(Dataset extract Opens)

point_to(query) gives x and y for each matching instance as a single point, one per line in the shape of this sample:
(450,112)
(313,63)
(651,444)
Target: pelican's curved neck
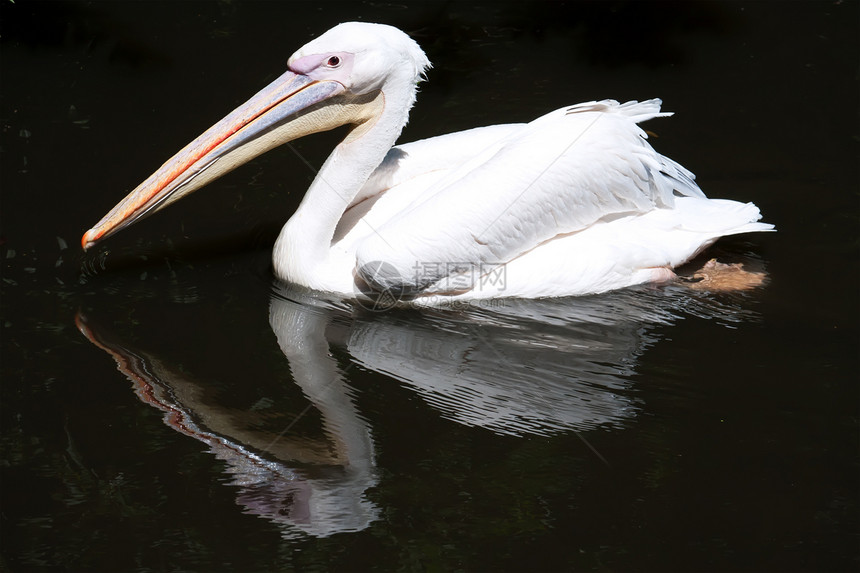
(302,253)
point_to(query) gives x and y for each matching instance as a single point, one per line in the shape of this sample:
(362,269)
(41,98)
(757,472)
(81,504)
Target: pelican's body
(572,203)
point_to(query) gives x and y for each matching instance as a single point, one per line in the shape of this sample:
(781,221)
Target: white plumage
(574,202)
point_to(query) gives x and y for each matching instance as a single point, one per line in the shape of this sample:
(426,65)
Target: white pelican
(574,202)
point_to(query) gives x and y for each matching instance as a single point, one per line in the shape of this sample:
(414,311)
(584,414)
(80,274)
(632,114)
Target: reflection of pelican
(535,367)
(540,367)
(317,488)
(575,202)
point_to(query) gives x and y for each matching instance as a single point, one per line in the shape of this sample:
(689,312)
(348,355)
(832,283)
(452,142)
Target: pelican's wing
(409,173)
(557,175)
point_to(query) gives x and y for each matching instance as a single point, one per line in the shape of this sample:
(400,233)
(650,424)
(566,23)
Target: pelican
(575,202)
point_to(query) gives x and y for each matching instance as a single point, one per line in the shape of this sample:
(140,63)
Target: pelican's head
(347,76)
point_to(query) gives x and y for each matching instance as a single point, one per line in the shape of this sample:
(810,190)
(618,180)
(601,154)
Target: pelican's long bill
(286,109)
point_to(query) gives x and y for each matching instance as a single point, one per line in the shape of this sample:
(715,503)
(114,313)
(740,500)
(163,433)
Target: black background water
(652,429)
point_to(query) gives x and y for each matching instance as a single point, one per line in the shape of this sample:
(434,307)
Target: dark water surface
(166,405)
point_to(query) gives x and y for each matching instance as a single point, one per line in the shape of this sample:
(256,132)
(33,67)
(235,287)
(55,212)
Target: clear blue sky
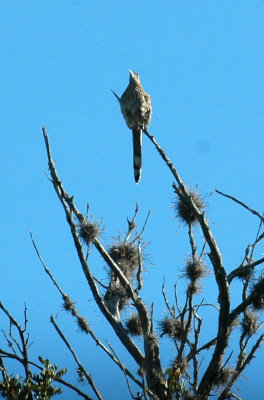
(202,62)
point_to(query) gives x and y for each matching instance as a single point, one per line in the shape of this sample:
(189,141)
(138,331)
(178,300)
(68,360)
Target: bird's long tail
(137,153)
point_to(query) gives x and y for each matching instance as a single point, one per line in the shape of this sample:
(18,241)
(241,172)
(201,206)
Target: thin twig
(82,369)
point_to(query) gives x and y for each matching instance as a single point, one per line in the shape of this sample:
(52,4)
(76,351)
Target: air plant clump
(257,293)
(194,287)
(125,255)
(88,231)
(171,327)
(83,324)
(249,323)
(245,273)
(195,269)
(133,325)
(184,208)
(180,365)
(68,304)
(224,376)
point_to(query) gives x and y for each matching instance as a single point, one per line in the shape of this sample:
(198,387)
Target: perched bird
(136,108)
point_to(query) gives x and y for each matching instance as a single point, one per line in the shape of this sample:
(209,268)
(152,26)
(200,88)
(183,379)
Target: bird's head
(134,77)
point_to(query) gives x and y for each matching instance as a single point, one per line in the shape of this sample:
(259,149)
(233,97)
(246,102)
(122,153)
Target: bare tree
(183,325)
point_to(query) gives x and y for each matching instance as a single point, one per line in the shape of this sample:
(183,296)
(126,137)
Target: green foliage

(Dataset extract Closes)

- **To do**
Copy the records exactly as they appear, leaving every picture out.

- **Answer to the problem**
point_to(query) gives x and y for each matching instance as a single point, one per line in the shape of this sample:
(450,112)
(313,63)
(651,444)
Target: pelican's curved neck
(302,253)
point_to(query) gives x and y for each matching instance as a single point, one per line in the shape of this sample:
(362,269)
(41,98)
(757,472)
(81,504)
Target: pelican's body
(572,203)
point_to(query) gives x and y for each matching instance as a single point, one per line in the shape of this sample:
(781,221)
Target: white plumage
(574,202)
point_to(query) gives x and y for each matching instance as a single point, one per line in the shape of this sample:
(426,65)
Target: white pelican
(574,202)
point_to(query) gives x and y for each matching instance as a single point, one per line in the shape of this sample:
(414,311)
(584,414)
(80,274)
(632,114)
Target: reflection of pelican
(535,367)
(540,367)
(317,488)
(575,202)
point_to(query) gives x and y for each matching instance as a single point, one per line in the shape of this sample:
(689,312)
(348,355)
(832,283)
(452,142)
Target: pelican's wing
(409,173)
(557,175)
point_to(query) gives x and y for each matching instance as a single point, one per line in the shape of this sample:
(400,233)
(650,424)
(566,23)
Target: pelican
(575,202)
point_to(query) gives x and y for each matching instance as a single point, one per line in the shape of this sample:
(140,63)
Target: pelican's head
(347,76)
point_to(query) gives x and y for each matching instance as a single point, one per line in the shape of this sample:
(810,190)
(618,180)
(601,154)
Target: pelican's long bill
(286,109)
point_to(query) gives x and y for each matching instance as a single point, one per line in the shape of this sample:
(715,503)
(114,313)
(740,500)
(163,433)
Target: black background water
(652,429)
point_to(query) gives x and y for each matching instance as a single point, one per line in the shape of this sample:
(434,307)
Target: dark water surface
(166,405)
point_to(query) gives x and y for each matching instance as a single point, one per line in the shape of this sample:
(256,132)
(33,67)
(235,287)
(55,212)
Target: clear blue sky
(202,62)
point_to(query) gives x and y for each matching instance as a single point, one per line in the shape of this sample:
(189,141)
(138,331)
(178,300)
(68,360)
Target: bird's long tail
(137,153)
point_to(query) gives x and y for each matching instance as a single point, one per line in the shape of this sample:
(18,241)
(241,172)
(201,206)
Target: thin twig
(82,369)
point_to(query) gives x and y for each matching instance as a single point, one per line in the shape of this sample:
(52,4)
(76,351)
Target: air plant clump
(257,293)
(194,287)
(125,255)
(88,231)
(171,327)
(83,324)
(249,323)
(245,273)
(195,269)
(133,325)
(184,208)
(180,365)
(68,304)
(224,376)
point_to(query) gives x and y for each matching instance as a single point, one per line in the shape of this sample:
(198,387)
Target: perched bird
(136,108)
point_to(query) gives x and y for each matching instance as a single point, one per line in the shape of this sample:
(209,268)
(152,26)
(200,88)
(183,379)
Target: bird's head
(134,77)
point_to(query) gives x and y for each matching instance as a single point, one per line in the shape of this sample:
(259,149)
(233,97)
(246,102)
(122,153)
Target: bare tree
(183,325)
point_to(query) gives x and y for each matching instance as a single point, one per line in the shape of this sample:
(183,296)
(126,137)
Target: green foliage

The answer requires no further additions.